:: Extrait du texte ::
1. Nos Sages nous enseignent dans le traité de Kidoushin (29b) que les femmes ne sont pas astreintes à l'étude de la Torah ; cela s'apprend du fait que le père est exempté d'enseigner à sa fille, ainsi - elle n'est pas astreinte à étudier. Toutefois, selon le Talmud, il semble bien que si elle veut étudier, elle le peut parfaitement, c'est juste qu'elle n'y est pas astreinte comme les hommes. Il n'y a donc ici aucune interdiction pour les femmes d'étudier, au contraire, c'est juste qu'elles ne sont pas astreintes.

En outre, dans le traité de Sotah (chap. 3, Mishna 4) il existe une discussion si le père a le droit/devoir d'enseigner la Torah à sa fille.
Ben Azzai - un des rabbins de la Mishna - pense qu'il s'agit là d'un devoir, le père doit enseigner la Torah à sa fille, alors que Rabbi Eliezer - autre rabbin - soutient que c'est une perte de temps.

La guemara interroge le point de vue de Rabbi Eliezer (TB Sotah 21b) et explique qu'il pensait que plus on est intelligent, plus on peut devenir "vicieux", c'est pour cela que pour lui il ne sert à rien d'enseigner à sa fille la Torah.

:: Consigne ::
Dites si chacune des affirmations suivantes concorde avec le texte sur l'étude de la Torah par les femmes, en répondant par oui ou par non et en citant les mots décisifs du texte : (a) le Talmud interdit aux femmes d'étudier la Torah ; (b) Ben Azzai estime que le père doit enseigner la Torah à sa fille ; (c) Rabbi Eliezer juge qu'enseigner la Torah à sa fille est une perte de temps. Les enregistrements forment un matériau distinct, sans rapport avec le texte.

:: Liste des données ::
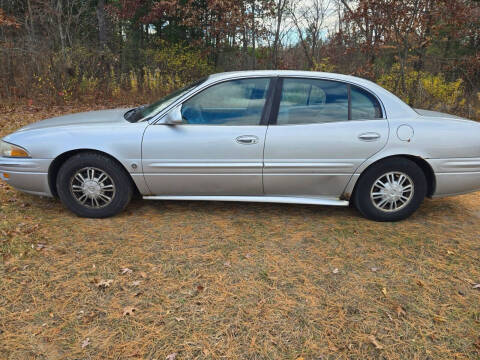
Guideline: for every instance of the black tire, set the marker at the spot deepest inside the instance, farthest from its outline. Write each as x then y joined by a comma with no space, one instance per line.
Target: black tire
122,185
364,187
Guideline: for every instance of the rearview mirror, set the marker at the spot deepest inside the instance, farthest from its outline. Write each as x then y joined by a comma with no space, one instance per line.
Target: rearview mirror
174,117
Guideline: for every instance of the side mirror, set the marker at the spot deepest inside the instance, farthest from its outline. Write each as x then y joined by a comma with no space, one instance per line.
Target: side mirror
174,117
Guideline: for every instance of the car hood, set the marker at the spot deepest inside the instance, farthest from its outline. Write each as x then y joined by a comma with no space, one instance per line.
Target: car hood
91,118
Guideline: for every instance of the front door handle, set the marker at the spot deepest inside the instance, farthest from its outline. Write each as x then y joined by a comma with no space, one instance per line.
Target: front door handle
247,139
371,136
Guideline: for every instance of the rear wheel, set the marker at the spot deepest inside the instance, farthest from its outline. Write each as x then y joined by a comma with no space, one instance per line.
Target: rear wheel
390,190
93,185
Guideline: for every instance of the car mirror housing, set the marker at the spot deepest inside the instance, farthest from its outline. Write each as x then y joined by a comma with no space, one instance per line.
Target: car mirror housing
174,116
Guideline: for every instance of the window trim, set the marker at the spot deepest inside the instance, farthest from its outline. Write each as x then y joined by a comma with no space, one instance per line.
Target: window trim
279,90
159,120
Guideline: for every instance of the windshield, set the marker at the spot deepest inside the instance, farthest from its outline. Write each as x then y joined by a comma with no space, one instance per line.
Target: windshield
145,112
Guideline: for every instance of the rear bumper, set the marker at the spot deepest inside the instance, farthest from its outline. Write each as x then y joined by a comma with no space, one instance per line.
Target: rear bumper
456,176
27,175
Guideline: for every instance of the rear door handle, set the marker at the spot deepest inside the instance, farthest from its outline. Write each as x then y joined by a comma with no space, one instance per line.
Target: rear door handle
371,136
247,139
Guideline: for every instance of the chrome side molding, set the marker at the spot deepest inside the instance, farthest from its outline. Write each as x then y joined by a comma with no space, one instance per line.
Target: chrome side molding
271,199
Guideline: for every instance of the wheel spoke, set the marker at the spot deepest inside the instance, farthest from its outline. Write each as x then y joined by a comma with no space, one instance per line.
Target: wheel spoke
92,187
105,197
392,191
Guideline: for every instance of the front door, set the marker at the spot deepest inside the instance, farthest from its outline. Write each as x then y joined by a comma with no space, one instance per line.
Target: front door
324,130
217,150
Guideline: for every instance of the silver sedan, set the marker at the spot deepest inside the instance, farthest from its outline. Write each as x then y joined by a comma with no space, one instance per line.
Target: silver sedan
269,136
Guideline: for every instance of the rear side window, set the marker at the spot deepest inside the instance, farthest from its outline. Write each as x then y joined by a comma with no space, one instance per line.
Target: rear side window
364,106
309,101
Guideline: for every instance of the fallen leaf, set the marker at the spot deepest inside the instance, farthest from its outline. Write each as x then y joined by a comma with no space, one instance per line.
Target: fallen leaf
172,356
129,310
401,311
41,247
375,343
103,284
439,319
477,343
126,271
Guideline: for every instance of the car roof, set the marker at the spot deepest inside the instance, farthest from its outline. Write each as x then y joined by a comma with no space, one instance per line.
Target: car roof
393,106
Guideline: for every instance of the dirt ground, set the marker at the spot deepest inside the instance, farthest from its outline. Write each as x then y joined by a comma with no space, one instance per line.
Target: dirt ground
217,280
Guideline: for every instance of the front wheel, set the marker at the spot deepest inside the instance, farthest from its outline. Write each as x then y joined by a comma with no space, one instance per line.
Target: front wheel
92,185
390,190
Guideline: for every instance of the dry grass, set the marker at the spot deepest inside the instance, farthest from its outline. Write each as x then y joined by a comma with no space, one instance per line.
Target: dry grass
236,281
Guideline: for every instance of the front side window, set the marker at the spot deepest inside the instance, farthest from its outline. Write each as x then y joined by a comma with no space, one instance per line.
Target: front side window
235,102
310,101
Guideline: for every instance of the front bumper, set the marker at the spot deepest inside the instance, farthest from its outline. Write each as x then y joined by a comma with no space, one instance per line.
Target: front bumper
27,175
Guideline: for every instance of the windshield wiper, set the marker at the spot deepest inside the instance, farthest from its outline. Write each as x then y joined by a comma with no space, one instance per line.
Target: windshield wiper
132,112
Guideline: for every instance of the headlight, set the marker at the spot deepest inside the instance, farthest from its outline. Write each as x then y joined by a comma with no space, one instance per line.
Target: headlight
10,150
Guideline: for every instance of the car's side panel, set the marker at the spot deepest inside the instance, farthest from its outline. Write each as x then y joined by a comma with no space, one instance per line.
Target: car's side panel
318,159
451,148
121,140
203,160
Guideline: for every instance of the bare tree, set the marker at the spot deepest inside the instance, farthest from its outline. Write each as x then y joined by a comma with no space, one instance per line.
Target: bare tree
309,20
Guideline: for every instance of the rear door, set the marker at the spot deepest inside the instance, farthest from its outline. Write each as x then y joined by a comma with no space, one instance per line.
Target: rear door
218,149
323,131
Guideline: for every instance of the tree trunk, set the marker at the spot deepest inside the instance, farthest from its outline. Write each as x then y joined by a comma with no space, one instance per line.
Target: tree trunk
102,24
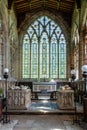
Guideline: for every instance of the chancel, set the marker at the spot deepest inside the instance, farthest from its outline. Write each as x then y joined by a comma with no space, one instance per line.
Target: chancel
43,44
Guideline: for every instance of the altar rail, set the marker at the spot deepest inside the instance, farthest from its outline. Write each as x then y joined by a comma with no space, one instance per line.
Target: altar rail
19,99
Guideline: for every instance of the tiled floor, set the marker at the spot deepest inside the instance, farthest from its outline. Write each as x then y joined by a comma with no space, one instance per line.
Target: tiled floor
46,122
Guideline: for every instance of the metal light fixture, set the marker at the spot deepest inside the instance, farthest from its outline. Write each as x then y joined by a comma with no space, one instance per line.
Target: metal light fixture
5,115
84,69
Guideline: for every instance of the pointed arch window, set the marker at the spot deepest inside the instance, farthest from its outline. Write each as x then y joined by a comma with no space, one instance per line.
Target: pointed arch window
44,51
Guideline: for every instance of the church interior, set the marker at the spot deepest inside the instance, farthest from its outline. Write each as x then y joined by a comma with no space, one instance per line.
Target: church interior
43,64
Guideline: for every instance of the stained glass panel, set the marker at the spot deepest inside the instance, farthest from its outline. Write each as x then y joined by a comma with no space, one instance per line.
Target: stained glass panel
44,50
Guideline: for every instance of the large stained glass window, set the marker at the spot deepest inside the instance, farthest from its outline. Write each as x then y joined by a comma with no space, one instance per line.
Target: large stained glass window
44,51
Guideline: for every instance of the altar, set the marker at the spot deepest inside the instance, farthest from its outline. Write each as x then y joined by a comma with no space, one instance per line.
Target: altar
65,99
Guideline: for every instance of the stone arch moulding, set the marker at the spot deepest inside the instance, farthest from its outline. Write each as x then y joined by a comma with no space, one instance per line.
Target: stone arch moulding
57,18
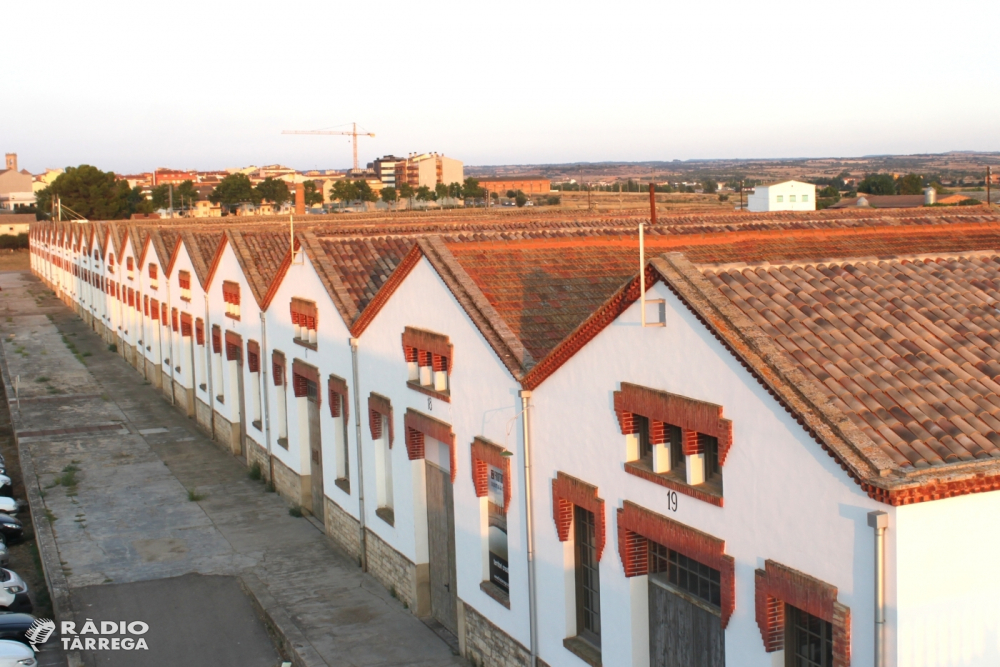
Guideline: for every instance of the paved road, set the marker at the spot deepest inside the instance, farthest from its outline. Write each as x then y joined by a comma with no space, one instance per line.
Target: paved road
175,610
128,517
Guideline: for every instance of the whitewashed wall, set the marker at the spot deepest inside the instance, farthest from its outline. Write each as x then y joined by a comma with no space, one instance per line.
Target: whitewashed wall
785,498
948,601
484,399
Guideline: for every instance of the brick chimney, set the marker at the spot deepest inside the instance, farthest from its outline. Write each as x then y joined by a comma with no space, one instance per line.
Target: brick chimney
300,199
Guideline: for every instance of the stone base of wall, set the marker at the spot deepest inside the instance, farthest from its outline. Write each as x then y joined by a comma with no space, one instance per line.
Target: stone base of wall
166,383
343,528
203,416
184,399
224,433
395,571
289,484
486,645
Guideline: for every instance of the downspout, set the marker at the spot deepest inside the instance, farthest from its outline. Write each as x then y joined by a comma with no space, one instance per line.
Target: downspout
170,343
529,524
879,520
361,477
210,365
264,365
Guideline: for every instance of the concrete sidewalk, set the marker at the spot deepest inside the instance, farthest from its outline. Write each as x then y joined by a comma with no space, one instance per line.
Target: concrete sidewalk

:: Réponse ::
(a) Non : « Il n'y a donc ici aucune interdiction pour les femmes d'étudier ».
(b) Oui : « le père doit enseigner la Torah à sa fille ».
(c) Oui : « soutient que c'est une perte de temps ».